(Document excerpt):

-- -- --

The Purchaser understands that Section 83 of the Internal Revenue Code of 1986,
as amended (the "Code"), taxes as ordinary income the difference between the
purchase price for the Shares and the Fair Market Value of the Shares as of the
date any restrictions on the Shares lapse.  In this context, "restriction"
includes the right of the Company to buy back the Shares pursuant to its
repurchase option.  The Purchaser understands that the Purchaser may elect to
be taxed at the time the Shares are purchased rather than when and as the
Company's repurchase option expires by filing an election under Section 83(b)
of the Code with the I.R.S. within 30 days from the date of purchase.  The form
for making this election is attached as Exhibit A-5 hereto.

              THE PURCHASER ACKNOWLEDGES THAT IT IS THE PURCHASER'S SOLE
RESPONSIBILITY AND NOT THE COMPANY'S TO FILE TIMELY THE ELECTION UNDER SECTION
83(b), EVEN IF THE PURCHASER REQUESTS THE COMPANY OR ITS REPRESENTATIVES TO
MAKE THIS FILING ON THE PURCHASER'S BEHALF.

       10.    General Provisions.

              (a)    This Agreement shall be governed by the laws of the State
of California.  This Agreement, subject to the terms and conditions of the Plan
and the Notice of Grant, represents the entire agreement between the parties
with respect to the purchase of Common Stock by the Purchaser.  Subject to
Section 15(c) of the Plan, in the event of a conflict between the terms and
conditions of the Plan and the terms and conditions of this Agreement, the
terms and conditions of the Plan shall prevail.  Unless otherwise defined
herein, the terms defined in the Plan shall have the same defined meanings in
this Agreement.

              (b)    Any notice, demand or request required or permitted to be
given by either the Company or the Purchaser pursuant to the terms of this
Agreement shall be in writing and shall be deemed given when delivered
personally or deposited in the U.S. mail, First Class with postage prepaid, and
addressed to the parties at the addresses of the parties set forth at the end
of this Agreement or such other address as a party may request by notifying the
other in writing.

              Any notice to the Escrow Holder shall be sent to the Company's
address with a copy to the other party not sending the notice.

              (c)    The rights and benefits of the Company under this
Agreement shall be transferable to any one or more persons or entities, and all
covenants and agreements hereunder shall inure to the benefit of, and be
enforceable by the Company's successors and assigns.  The rights and
obligations of the Purchaser under this Agreement may only be assigned with the
prior written consent of the Company.

-- -- --

(Given data):

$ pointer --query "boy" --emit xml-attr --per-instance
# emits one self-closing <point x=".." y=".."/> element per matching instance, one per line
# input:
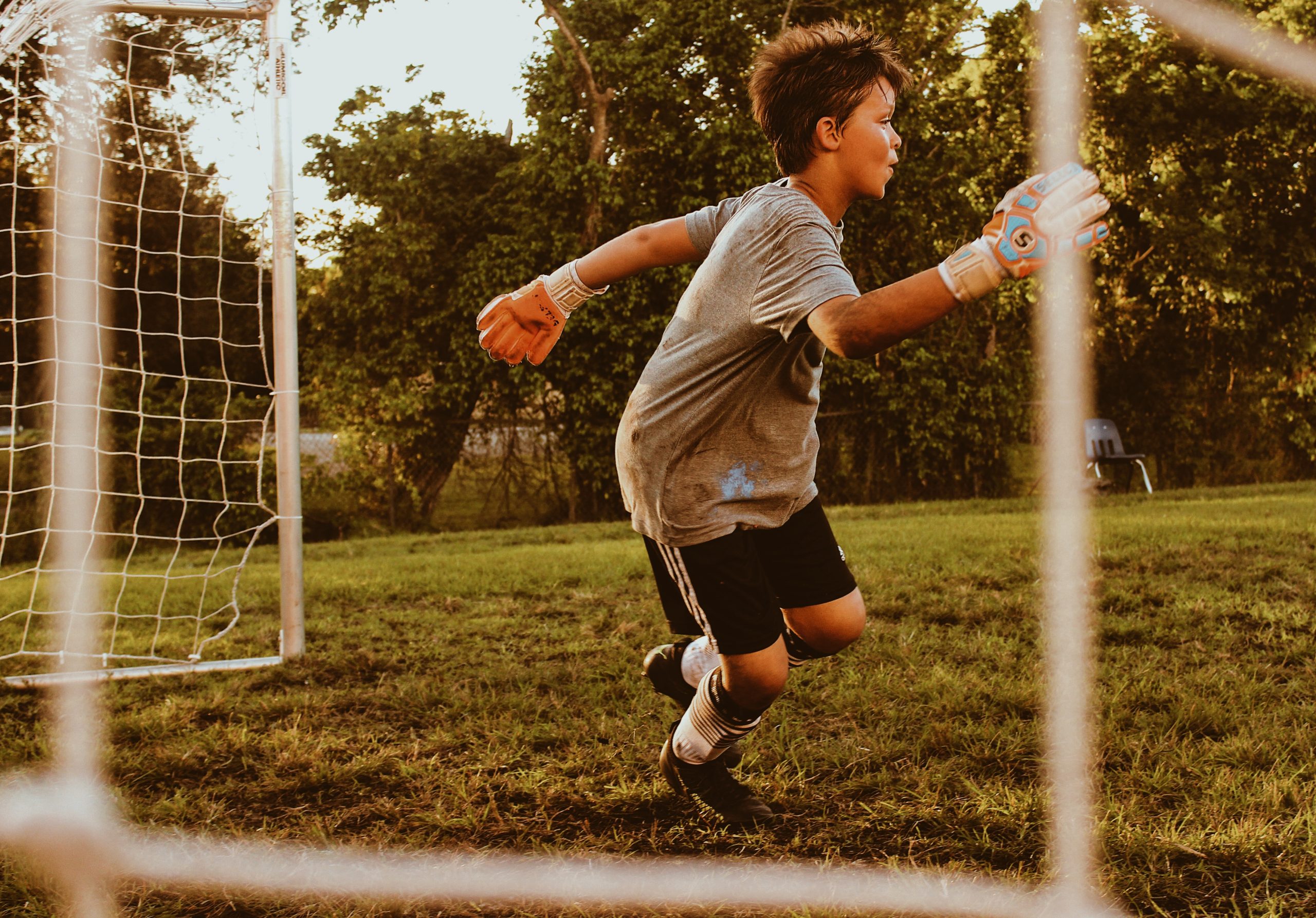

-- -- --

(Required tasks):
1. Please reproduce the stock purchase agreement excerpt word for word between "THE PURCHASER ACKNOWLEDGES" and "THE PURCHASER'S BEHALF.", inclusive.
2. Carry the stock purchase agreement excerpt forward from its last sentence.
You won't need the data for this.

(The answers):
1.
THE PURCHASER ACKNOWLEDGES THAT IT IS THE PURCHASER'S SOLE
RESPONSIBILITY AND NOT THE COMPANY'S TO FILE TIMELY THE ELECTION UNDER SECTION
83(b), EVEN IF THE PURCHASER REQUESTS THE COMPANY OR ITS REPRESENTATIVES TO
MAKE THIS FILING ON THE PURCHASER'S BEHALF.

2.
                                      -4-
<PAGE>   35
              (d)    Either party's failure to enforce any provision or
provisions of this Agreement shall not in any way be construed as a waiver of
any such provision or provisions, nor prevent that party from thereafter
enforcing each and every other provision of this Agreement.  The rights granted
both parties herein are cumulative and shall not constitute a waiver of either
party's right to assert all other legal remedies available to it under the
circumstances.

              (e)    The Purchaser agrees upon request to execute any further
documents or instruments necessary or desirable to carry out the purposes or
intent of this Agreement.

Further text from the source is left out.